[Goal] Which lines in the listing below contain the word "wall"? Report each of those lines in full, matching uppercase and lowercase letters exactly.

** Begin Listing **

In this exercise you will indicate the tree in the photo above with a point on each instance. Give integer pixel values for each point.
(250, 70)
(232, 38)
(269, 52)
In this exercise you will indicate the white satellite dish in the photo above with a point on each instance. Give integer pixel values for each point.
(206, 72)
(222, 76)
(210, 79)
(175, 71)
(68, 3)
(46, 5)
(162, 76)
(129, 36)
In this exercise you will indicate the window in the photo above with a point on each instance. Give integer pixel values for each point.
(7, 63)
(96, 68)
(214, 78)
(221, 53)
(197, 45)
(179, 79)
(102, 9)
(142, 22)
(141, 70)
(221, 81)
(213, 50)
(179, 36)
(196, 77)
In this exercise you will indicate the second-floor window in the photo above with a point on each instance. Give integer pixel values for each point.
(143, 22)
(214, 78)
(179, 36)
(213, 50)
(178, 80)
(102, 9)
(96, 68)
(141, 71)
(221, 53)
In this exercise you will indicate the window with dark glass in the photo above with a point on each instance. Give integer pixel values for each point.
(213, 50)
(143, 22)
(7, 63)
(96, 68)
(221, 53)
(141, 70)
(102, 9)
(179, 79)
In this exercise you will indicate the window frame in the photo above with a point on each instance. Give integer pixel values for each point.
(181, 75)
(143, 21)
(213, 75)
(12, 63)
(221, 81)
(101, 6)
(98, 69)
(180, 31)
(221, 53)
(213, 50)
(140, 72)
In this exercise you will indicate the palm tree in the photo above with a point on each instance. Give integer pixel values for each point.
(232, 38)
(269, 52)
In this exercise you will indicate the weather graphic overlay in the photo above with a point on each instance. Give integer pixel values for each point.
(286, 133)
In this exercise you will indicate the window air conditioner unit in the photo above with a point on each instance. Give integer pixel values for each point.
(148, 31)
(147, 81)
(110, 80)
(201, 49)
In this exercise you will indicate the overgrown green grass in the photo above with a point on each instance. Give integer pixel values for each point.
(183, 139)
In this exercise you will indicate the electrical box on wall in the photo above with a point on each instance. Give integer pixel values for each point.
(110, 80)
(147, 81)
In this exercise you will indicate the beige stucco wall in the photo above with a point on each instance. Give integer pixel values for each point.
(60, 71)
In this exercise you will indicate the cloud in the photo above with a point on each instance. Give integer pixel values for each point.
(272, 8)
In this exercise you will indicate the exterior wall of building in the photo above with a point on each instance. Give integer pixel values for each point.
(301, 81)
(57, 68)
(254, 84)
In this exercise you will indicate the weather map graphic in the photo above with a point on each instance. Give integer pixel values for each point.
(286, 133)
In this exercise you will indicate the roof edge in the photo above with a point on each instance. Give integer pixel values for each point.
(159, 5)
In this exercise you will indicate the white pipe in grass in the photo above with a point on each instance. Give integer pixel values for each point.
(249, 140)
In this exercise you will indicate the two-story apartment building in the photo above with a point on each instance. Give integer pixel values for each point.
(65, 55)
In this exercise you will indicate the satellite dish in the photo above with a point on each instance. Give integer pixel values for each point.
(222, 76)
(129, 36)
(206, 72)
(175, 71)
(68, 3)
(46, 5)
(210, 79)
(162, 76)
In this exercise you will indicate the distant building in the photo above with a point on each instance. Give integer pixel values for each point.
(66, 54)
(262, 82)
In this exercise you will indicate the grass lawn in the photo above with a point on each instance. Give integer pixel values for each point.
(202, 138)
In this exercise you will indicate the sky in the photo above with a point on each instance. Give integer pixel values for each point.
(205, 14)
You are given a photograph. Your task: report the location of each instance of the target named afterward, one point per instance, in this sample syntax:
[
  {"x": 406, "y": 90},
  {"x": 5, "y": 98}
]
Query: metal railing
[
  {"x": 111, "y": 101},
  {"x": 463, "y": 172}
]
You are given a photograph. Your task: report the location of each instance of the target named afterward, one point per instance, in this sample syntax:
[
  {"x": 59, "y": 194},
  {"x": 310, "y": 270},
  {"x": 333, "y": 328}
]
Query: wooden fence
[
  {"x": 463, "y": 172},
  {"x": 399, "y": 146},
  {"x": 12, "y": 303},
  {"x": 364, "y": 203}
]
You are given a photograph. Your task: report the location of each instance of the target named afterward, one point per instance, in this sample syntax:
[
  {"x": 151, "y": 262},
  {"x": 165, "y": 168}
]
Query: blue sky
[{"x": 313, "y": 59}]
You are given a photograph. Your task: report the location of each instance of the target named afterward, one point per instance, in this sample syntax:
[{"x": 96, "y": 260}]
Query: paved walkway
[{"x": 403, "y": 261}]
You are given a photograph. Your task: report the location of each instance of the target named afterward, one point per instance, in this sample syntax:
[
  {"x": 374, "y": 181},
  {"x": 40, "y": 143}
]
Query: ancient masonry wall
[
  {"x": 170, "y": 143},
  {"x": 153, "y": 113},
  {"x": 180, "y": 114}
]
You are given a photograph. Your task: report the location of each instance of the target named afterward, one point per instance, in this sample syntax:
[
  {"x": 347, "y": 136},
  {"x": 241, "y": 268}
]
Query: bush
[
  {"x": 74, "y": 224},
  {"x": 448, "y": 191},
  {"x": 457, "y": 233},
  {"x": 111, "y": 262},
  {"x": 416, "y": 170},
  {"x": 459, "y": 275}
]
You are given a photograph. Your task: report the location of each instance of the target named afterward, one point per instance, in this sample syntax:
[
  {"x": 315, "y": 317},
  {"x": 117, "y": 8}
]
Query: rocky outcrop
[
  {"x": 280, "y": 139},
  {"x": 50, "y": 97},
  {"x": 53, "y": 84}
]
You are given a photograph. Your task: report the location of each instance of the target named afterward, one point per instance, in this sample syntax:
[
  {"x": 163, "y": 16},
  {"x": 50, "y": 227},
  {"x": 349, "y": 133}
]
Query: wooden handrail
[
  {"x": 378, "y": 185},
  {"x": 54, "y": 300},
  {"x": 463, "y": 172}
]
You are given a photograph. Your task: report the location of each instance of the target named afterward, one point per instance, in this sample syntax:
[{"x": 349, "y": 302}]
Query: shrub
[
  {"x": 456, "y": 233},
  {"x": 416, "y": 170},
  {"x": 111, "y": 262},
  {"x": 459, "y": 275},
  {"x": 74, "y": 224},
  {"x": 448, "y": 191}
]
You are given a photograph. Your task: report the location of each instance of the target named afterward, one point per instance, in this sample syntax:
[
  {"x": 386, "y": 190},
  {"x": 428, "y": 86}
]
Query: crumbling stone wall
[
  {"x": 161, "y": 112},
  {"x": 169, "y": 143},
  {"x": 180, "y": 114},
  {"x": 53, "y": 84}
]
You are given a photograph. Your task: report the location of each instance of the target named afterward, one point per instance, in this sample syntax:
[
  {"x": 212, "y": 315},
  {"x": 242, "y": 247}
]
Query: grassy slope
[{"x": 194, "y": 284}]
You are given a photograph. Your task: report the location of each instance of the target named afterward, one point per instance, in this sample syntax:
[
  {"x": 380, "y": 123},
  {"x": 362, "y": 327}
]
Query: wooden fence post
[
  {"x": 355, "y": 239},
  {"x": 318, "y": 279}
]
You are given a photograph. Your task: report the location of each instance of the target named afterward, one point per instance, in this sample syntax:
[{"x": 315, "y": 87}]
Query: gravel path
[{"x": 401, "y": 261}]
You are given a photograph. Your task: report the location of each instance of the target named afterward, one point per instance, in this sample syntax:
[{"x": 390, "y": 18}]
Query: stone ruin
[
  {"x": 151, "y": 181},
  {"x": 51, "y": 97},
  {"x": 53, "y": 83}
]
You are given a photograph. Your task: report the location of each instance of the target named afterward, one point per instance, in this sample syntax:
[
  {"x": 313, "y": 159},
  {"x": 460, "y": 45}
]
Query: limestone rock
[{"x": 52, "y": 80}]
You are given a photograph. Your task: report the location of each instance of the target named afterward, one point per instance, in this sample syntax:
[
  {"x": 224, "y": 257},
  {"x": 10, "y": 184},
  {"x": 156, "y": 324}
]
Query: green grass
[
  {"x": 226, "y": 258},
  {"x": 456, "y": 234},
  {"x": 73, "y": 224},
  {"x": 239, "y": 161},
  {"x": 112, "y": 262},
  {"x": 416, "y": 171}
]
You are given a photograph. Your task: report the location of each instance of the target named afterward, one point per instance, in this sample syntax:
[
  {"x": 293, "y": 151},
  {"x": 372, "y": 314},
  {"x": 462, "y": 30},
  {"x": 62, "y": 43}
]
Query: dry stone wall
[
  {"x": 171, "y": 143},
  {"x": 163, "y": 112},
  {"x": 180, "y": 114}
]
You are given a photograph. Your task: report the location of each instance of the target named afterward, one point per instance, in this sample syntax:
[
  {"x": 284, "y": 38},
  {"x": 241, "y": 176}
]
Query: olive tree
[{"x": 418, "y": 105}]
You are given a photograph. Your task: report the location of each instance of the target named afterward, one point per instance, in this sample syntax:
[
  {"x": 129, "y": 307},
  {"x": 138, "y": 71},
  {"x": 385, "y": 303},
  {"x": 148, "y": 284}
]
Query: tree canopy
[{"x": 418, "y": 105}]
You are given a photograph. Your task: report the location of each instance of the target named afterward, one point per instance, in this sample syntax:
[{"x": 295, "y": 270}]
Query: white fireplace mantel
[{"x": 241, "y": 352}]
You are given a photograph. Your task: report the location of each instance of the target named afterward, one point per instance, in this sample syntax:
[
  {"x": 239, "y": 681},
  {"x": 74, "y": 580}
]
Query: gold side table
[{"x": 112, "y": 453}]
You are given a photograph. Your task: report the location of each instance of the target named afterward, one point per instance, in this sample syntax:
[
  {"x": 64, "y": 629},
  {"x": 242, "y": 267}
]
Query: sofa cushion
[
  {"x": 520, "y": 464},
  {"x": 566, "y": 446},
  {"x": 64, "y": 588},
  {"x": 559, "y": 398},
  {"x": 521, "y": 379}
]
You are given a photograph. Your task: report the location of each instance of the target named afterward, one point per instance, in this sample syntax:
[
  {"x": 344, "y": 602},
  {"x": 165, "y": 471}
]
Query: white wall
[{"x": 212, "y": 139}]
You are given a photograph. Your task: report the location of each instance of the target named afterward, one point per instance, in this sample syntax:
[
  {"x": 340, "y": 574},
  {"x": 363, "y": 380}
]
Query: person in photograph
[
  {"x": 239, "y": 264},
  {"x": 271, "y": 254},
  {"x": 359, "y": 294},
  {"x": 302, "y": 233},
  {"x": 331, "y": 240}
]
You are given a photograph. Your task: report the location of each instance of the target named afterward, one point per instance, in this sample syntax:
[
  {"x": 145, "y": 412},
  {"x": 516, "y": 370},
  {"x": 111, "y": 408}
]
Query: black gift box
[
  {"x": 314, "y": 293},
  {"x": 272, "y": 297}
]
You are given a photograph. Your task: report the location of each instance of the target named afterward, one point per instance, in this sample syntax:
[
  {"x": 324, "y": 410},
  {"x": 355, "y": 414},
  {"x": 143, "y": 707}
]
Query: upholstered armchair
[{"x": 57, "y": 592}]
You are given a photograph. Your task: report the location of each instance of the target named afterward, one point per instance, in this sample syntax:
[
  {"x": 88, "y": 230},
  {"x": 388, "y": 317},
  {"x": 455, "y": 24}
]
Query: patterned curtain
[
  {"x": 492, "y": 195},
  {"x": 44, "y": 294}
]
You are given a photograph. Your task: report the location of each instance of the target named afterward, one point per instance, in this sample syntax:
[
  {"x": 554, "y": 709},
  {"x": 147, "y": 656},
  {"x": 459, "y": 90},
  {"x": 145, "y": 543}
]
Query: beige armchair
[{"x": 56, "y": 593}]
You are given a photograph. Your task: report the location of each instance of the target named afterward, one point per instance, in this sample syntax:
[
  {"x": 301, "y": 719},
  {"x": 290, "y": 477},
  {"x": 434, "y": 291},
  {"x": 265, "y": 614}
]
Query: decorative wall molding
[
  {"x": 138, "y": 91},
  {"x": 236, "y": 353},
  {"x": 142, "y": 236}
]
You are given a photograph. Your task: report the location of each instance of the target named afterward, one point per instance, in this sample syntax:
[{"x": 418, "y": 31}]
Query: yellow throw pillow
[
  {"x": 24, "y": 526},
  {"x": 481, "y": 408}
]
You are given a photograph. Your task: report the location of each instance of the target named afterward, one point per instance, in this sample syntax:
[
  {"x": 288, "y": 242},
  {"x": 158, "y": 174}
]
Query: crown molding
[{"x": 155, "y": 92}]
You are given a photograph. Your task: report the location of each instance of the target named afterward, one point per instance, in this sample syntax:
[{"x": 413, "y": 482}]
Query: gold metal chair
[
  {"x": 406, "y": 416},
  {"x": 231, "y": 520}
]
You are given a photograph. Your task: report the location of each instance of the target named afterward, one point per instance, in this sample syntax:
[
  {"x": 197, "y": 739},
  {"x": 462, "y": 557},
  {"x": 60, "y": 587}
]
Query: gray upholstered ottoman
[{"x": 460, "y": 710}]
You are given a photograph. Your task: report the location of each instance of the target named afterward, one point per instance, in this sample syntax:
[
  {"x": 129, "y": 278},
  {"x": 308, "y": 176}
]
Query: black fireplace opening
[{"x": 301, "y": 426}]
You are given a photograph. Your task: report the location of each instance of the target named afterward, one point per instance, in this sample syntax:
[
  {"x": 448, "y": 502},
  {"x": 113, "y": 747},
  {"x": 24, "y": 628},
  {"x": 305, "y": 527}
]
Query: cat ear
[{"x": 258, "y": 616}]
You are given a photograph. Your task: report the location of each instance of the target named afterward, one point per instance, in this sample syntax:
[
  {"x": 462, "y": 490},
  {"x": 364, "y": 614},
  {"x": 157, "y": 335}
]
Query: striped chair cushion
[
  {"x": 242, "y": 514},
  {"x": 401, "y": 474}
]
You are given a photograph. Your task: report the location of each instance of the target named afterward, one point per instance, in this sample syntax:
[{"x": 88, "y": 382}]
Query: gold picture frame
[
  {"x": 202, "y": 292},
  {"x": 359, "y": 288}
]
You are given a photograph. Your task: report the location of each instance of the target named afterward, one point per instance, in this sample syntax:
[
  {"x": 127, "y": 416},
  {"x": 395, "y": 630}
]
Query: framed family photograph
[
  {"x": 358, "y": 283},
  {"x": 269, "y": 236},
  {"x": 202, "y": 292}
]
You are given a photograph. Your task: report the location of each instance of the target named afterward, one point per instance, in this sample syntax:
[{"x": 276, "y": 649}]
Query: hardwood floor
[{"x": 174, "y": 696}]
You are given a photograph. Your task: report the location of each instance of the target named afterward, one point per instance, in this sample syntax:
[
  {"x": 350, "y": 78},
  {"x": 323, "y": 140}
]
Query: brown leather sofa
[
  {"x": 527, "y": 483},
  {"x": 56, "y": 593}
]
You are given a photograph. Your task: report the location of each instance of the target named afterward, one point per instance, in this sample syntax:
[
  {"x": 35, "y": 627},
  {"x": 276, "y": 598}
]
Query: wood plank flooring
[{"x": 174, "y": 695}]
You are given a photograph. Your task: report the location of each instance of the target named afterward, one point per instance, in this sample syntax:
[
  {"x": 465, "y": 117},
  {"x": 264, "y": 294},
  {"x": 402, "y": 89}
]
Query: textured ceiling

** End Listing **

[Output]
In this exercise you will indicate the electrical box on wall in the photo above with a point on each instance. Give integer pixel values for each point.
In this exercise you will indicate the beige stucco wall in the photo above with a point on each instance. Give integer pixel values for each point.
In this exercise you will indicate the exterior wall of building in the photo above with a point on each instance. Give integer pixel values for each point.
Query: ancient masonry wall
Query: crumbling stone wall
Query: dry stone wall
Query: white wall
Query: decorative wall molding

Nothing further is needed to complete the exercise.